Assignment: In the records below, find the line that contains "TARGET = pile of metal clamps" and the line that contains "TARGET = metal scaffolding pole", then retype exactly those two lines and every line between them.
------ Given records
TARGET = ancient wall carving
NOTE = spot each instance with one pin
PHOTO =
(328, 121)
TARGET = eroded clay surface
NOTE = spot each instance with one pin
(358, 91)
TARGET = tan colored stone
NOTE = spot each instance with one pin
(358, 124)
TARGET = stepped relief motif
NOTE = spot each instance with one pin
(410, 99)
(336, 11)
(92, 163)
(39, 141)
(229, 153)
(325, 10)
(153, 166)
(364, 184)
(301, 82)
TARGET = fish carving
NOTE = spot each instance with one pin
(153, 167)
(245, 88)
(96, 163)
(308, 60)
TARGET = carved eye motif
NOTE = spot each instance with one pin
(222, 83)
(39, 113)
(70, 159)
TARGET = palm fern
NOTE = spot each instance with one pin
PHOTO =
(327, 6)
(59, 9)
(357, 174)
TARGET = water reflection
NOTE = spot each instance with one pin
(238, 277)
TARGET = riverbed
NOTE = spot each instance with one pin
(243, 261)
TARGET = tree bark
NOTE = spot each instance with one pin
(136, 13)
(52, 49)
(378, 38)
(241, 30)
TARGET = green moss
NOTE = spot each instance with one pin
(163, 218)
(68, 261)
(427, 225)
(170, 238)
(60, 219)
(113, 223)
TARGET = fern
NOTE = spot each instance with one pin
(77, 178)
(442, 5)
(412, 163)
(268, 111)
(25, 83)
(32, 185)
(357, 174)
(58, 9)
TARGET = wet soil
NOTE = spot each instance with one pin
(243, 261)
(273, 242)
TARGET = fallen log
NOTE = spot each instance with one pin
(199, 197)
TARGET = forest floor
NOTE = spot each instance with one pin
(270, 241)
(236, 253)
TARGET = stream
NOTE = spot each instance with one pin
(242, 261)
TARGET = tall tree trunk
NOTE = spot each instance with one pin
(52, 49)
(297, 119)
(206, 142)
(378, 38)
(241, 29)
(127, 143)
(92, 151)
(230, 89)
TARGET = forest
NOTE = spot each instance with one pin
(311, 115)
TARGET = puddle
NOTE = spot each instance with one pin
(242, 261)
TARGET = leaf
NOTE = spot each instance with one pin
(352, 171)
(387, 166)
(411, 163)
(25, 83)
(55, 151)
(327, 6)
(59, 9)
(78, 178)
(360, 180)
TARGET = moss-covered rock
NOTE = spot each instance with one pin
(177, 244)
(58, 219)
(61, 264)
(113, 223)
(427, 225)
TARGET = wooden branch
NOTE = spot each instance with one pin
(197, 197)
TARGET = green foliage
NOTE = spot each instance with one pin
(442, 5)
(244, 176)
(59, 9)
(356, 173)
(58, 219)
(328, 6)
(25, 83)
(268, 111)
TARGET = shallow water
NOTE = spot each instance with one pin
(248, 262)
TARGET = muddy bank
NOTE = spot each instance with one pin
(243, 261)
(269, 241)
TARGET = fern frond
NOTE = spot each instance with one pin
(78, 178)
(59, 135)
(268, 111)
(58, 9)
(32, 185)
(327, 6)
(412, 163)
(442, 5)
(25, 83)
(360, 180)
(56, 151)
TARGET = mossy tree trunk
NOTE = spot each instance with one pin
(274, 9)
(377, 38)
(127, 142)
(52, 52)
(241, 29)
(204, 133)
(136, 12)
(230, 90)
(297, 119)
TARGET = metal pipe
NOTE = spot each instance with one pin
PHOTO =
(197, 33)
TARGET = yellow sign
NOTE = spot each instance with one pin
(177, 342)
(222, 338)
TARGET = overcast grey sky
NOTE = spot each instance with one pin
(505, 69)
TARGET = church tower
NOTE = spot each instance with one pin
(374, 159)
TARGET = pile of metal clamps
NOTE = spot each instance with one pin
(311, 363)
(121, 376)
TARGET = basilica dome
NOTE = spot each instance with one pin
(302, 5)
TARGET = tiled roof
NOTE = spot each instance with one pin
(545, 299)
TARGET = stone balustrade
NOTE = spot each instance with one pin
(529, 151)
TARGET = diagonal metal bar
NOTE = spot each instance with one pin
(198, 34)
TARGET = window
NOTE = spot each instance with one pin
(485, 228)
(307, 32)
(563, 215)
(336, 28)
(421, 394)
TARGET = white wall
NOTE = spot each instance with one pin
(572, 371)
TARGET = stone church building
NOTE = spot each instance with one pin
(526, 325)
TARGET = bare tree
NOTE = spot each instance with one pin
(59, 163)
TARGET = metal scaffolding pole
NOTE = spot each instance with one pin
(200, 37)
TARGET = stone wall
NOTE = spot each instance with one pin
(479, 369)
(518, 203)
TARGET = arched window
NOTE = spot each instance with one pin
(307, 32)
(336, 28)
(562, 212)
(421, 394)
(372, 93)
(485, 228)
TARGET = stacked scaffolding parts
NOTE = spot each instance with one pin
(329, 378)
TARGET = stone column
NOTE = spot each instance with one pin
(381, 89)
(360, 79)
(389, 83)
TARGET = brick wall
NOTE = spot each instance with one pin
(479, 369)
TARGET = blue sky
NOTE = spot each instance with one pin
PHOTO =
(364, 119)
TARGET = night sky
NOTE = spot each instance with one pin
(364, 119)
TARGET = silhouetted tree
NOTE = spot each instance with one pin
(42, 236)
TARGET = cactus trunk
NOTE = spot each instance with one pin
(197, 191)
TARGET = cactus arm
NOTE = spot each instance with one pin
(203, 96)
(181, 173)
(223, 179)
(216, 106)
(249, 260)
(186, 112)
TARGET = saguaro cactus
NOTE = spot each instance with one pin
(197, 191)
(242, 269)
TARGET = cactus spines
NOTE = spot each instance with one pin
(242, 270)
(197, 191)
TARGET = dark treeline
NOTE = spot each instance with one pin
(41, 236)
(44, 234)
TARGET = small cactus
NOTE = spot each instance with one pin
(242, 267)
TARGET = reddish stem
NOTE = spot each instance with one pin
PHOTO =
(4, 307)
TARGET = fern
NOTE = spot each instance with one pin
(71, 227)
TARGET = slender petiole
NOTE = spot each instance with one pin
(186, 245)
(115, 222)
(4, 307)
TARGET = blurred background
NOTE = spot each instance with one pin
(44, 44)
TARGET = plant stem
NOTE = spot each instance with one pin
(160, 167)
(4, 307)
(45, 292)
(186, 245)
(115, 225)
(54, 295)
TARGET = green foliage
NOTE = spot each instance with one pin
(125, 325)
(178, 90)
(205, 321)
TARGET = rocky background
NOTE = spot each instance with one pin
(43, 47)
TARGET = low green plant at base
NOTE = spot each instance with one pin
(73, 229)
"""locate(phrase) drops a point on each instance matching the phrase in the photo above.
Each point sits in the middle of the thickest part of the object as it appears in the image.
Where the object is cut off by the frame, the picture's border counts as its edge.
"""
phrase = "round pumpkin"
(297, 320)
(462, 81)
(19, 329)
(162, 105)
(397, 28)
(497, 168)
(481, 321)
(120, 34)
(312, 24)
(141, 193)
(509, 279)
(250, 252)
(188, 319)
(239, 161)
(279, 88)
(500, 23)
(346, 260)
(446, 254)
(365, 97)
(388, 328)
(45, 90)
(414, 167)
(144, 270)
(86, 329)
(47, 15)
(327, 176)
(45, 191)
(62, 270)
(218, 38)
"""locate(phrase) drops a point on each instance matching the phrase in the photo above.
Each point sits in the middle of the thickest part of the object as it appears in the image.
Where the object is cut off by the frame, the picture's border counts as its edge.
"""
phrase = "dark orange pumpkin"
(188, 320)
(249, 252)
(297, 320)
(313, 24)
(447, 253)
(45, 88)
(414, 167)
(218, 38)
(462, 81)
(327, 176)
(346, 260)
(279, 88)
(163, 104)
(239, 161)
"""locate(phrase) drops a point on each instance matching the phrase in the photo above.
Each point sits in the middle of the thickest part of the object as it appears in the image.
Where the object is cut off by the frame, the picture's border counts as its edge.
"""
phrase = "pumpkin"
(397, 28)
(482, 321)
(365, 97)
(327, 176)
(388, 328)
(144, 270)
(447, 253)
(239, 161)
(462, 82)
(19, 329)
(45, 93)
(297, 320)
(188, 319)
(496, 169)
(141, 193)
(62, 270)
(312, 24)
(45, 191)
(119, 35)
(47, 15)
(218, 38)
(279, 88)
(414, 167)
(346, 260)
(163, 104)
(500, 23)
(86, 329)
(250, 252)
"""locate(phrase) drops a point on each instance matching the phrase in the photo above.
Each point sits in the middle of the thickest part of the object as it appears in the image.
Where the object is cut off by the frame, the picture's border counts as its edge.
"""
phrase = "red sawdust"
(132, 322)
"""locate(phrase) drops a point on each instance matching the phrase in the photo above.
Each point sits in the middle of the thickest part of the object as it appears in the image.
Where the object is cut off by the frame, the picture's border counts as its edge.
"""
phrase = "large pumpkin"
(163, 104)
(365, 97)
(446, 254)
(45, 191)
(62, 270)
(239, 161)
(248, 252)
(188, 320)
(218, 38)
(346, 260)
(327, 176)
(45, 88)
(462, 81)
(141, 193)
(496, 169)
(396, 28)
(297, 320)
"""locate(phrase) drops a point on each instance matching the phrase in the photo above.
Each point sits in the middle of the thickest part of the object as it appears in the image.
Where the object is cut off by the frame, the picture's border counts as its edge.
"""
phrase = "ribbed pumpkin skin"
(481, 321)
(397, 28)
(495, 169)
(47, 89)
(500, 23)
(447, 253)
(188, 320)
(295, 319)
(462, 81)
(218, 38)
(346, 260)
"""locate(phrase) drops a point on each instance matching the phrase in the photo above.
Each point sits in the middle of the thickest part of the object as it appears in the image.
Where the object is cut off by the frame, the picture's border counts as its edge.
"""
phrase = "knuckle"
------------
Solution to this task:
TARGET = pile of metal clamps
NOTE = spot each instance with one pin
(311, 363)
(121, 376)
TARGET = basilica dome
NOTE = spot each instance with one pin
(302, 5)
TARGET = tiled roof
NOTE = spot each instance with one pin
(545, 299)
TARGET = stone balustrade
NOTE = spot each instance with one pin
(529, 151)
TARGET = diagonal metal bar
NOTE = spot each instance with one pin
(198, 34)
TARGET = window
NOTE = spot each instance with one pin
(485, 228)
(307, 32)
(563, 215)
(336, 28)
(421, 394)
TARGET = white wall
NOTE = spot each instance with one pin
(572, 371)
TARGET = stone church building
NOTE = spot each instance with one pin
(526, 325)
TARGET = bare tree
NOTE = spot each instance with one pin
(59, 163)
TARGET = metal scaffolding pole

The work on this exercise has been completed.